- Given exercise 1: In the report on voting in southern Sudan, how many villagers does the polling station chair say died in a massacre as early as 1969?
- Given exercise 2: Write the next part of the report on voting in southern Sudan, picking up after its final line.

People in southern Sudan are voting for a second day today. They're hoping to write a new, peaceful chapter in the country's otherwise bloody history. The issue here is independence from Sudan's north, and the vast majority of southerners are almost certain to favor it in the voting that lasts for a week.

NPR's Frank Langfitt drove out from the southern capital of Juba to visit some rural polling sites yesterday.

FRANK LANGFITT: This is Kuli Papa. It's a village of about 600 people about an hour's drive outside of Juba in a great wide expanse that's southern Sudan. Mostly, all you can see is scrub and a few thatched huts. There's a termite mound right in front of me across the way, a mud church with a cross on top. And here beneath the shade tree, about 10 people are lined up to vote for unity or independence.

Peres Juan Ebele is a motivated voter. She walked an hour in her purple flip-flops to be among the first to the polls this morning. Ebele has a message in English for the government of northern Sudan.

Ms. PERES JUAN EBELE: They now going bye-bye.

(Soundbite of laughter)

LANGFITT: All I can say is bye-bye, she says.

Like many southern Sudanese, Ebele despises the leaders in Khartoum, the northern capital. Ebele, who's about 40, says the north began raiding her village before she was born.

Ms. EBELE: (Foreign language spoken)

LANGFITT: She tells me when northern soldiers attacked Kuli Papa, they abducted children and killed husbands and daughters.

Mathias Mogul Mohammad(ph) is a local elder who's chairing the polling station. He says 24 villagers died in a massacre as early as 1969.

Mr. MATHIAS MOGUL MOHAMMAD: There are more attacks.

LANGFITT: How many altogether? Any idea?

- Entries:

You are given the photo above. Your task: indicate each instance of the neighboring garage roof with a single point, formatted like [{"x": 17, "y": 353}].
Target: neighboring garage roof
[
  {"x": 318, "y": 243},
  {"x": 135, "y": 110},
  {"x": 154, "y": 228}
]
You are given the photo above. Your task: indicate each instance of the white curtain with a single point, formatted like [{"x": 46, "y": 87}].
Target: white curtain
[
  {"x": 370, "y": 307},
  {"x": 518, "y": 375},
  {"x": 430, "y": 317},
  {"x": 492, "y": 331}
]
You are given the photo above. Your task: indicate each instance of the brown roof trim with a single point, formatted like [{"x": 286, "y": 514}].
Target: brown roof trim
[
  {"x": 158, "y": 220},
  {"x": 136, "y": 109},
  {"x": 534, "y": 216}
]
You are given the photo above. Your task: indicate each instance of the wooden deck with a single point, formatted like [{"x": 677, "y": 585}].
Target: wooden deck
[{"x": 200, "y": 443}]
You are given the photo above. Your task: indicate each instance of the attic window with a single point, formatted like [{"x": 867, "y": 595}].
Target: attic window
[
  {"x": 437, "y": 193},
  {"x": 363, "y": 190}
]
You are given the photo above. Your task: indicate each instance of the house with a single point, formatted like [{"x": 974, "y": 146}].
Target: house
--
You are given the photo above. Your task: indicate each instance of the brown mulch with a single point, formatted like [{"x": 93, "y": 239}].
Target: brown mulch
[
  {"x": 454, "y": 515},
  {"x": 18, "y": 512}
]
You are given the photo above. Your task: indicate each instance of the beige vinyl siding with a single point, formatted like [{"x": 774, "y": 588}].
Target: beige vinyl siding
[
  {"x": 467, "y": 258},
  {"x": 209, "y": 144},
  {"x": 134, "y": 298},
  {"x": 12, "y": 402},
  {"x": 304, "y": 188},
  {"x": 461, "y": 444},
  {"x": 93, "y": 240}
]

- Written reply 1: 24 villagers.

- Written reply 2:
Mr. MOHAMMAD: Oh, that cannot be counted. Imagine in a war of 17 years, from time to time, they make attacks. And even this place was a lot (unintelligible) vacant. People all went out.

LANGFITT: How long was it vacant for?

Mr. MOHAMMAD: For more than 20 years.

LANGFITT: Sudan's Arab, mostly Muslim north battled the black, largely Christian and animus south over various issues, including ideology, religion and resources. The conflict became Africa's longest civil war and cost two million lives.

In 2005, the United States brokered a peace agreement. This week's referendum, which runs through Saturday, was part of the deal. Turnout was heavy yesterday, with lines running 500 deep in Juba.

(Soundbite of crowd chatter)

LANGFITT: Several hours drive away in the market town of Lainya, hundreds pushed to get into a polling station in midday heat. Election observers had been concerned the north might try to disrupt this week's vote with violence.

But Cole Mannas(ph), the United Nations election observer, says things seem to be going well.

Mr. COLE MANNAS (Election Observer, United Nations): This is the far center(ph) of Khartoum. It's going on peaceful, and that's what we want.

LANGFITT: And have there been any reports of any problems here in the Juba area or south of Juba?

Mr. MANNAS: Not at all.

LANGFITT: In the days leading up to the vote, there were military clashes in southern Sudan's oil-rich unity state and tribal violence in the disputed region of Abyei. The numbers are fuzzy, but more than two dozen people may have been killed. Polling on Sunday, though, appeared to pass without incident.

Unidentified Group: (Singing in foreign language)

LANGFITT: Mogga Jackson is a Baptist preacher in the village of Ganji Payam. He's wrapping up a small Sunday service beneath a tree. Jackson says he'll vote for independence, because the north has ignored the basic needs of poor villages like his - things like health care and clean water.

Mr. MOGGA JACKSON (Baptist Preacher): There's no doctors which can come and help us. Water isn't available. We have to go to the stream, and get water from the streams.

LANGFITT: Jackson says a free southern Sudan will be able to use money from its resources, like oil, to build a new, more prosperous nation, one where southerners can rule themselves and live without fear from the north.

Frank Langfitt, NPR News, Juba, Southern Sudan.